# Directions
Find "[point] submerged net" in the records that follow; print that line and each subsequent line through the last one, verbatim and with nothing added.

─── Records for this exercise

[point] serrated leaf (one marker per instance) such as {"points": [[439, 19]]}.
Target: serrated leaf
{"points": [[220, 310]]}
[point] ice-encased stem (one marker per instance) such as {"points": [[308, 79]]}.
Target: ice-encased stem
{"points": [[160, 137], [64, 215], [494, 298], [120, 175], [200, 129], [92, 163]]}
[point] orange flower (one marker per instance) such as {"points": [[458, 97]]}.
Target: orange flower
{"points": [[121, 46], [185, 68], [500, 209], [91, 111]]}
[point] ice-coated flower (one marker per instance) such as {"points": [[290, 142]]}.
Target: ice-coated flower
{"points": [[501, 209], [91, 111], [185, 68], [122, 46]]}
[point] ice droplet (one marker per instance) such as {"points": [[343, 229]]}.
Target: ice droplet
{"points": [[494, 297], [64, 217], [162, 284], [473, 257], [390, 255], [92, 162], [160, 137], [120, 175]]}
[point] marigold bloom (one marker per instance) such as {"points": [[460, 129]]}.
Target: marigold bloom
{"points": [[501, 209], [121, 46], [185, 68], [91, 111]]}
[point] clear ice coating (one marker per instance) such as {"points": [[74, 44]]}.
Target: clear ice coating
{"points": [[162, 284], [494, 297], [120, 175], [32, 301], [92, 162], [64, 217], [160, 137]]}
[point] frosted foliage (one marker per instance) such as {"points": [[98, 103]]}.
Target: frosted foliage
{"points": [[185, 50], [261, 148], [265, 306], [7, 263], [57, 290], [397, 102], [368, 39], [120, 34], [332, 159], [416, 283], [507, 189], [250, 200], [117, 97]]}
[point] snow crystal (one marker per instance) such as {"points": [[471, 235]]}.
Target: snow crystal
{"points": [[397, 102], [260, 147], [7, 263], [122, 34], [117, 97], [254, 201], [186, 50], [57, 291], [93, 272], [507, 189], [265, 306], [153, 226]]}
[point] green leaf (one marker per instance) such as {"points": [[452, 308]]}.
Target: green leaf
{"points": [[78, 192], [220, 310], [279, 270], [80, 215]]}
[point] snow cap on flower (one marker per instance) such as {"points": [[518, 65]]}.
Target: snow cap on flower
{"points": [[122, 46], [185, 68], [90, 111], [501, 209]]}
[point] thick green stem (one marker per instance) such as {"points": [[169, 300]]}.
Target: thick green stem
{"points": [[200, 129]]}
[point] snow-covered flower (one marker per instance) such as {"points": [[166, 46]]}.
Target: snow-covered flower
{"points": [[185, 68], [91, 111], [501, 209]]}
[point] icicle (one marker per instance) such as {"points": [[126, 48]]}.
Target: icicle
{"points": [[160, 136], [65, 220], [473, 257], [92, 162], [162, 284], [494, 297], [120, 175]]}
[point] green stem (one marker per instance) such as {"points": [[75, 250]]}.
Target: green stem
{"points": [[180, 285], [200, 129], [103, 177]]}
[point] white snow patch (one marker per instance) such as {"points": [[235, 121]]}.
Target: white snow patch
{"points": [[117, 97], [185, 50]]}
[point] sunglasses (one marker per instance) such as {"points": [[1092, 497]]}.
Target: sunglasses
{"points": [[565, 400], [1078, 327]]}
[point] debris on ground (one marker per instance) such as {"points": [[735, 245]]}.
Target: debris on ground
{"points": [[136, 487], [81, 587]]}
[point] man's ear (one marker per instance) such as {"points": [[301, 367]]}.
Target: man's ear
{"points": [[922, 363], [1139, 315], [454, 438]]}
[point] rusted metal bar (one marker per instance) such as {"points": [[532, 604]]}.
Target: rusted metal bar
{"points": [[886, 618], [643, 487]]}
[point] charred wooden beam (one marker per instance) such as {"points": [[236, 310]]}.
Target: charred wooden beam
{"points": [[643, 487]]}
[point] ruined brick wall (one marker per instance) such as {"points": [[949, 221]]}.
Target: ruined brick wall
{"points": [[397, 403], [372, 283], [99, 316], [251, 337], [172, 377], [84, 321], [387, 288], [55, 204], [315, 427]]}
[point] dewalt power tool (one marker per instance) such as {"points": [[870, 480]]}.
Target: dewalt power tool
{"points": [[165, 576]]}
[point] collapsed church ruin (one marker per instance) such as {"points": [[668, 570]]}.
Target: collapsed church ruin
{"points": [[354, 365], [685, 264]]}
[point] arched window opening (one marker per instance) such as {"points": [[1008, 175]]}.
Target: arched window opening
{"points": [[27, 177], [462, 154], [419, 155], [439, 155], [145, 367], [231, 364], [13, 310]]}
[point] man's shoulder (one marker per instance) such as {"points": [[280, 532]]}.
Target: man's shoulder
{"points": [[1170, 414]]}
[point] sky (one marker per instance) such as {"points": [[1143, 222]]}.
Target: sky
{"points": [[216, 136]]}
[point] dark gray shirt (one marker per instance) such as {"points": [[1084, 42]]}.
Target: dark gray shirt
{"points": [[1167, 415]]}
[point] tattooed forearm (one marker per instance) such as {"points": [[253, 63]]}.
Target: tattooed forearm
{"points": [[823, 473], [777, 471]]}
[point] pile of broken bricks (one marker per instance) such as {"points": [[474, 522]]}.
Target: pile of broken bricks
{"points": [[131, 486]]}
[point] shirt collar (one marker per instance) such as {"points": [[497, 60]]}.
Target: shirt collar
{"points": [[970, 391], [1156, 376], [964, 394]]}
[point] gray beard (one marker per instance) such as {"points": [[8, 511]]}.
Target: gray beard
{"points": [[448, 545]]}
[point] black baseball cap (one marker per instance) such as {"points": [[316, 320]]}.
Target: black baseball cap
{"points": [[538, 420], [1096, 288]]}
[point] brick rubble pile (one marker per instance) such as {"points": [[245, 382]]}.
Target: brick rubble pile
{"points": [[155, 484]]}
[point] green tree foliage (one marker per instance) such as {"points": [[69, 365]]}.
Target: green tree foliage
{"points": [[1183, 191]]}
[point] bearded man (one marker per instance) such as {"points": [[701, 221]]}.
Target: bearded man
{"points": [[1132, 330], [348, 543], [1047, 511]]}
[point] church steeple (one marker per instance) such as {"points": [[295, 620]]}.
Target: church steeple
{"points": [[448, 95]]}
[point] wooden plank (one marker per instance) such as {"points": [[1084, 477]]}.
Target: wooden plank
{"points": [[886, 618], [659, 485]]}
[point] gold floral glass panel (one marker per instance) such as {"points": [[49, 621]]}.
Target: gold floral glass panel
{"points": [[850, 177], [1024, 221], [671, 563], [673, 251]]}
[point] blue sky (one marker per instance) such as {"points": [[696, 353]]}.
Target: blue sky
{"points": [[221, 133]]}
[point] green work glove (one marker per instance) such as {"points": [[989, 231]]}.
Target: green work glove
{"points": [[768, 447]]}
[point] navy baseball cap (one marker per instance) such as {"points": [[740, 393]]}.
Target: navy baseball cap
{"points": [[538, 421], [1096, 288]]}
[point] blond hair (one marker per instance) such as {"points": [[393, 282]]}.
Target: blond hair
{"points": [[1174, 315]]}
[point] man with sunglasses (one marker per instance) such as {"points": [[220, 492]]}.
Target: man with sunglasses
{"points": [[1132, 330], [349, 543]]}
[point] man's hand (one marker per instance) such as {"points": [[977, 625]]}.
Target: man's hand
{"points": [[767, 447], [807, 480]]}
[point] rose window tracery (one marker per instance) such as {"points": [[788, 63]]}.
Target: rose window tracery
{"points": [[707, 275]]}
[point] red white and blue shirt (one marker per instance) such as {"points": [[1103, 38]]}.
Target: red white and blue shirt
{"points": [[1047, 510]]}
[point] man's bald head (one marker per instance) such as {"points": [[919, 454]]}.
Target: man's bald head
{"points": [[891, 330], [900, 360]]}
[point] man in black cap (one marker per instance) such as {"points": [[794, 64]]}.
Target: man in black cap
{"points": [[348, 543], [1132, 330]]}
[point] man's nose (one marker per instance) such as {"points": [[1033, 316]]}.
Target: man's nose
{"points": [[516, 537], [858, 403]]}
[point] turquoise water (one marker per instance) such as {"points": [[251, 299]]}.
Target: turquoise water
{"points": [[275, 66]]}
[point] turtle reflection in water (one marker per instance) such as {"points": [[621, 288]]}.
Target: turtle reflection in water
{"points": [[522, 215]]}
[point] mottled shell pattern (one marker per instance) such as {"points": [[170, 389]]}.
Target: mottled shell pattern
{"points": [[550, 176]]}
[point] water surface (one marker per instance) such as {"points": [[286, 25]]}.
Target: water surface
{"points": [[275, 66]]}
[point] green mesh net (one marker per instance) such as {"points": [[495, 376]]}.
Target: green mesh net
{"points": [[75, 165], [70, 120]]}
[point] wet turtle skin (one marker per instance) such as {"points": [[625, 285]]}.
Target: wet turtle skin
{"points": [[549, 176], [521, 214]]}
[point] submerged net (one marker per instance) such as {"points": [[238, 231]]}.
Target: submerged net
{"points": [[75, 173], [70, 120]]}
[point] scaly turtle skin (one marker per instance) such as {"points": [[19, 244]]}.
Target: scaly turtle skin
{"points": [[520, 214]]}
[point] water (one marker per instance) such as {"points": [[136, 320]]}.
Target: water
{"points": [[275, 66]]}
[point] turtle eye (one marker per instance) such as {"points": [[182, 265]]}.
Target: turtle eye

──────

# Result of this exercise
[point] submerged net (one marker per instance) such as {"points": [[238, 231]]}.
Target: submerged net
{"points": [[75, 173], [70, 120]]}
[point] scaly turtle skin (one marker per instance) such as {"points": [[19, 244]]}.
Target: scaly turtle skin
{"points": [[520, 214]]}
[point] water (one marker per instance) such as {"points": [[136, 320]]}.
Target: water
{"points": [[275, 66]]}
[point] turtle eye (one marker per instance) such as {"points": [[182, 265]]}.
Target: turtle eye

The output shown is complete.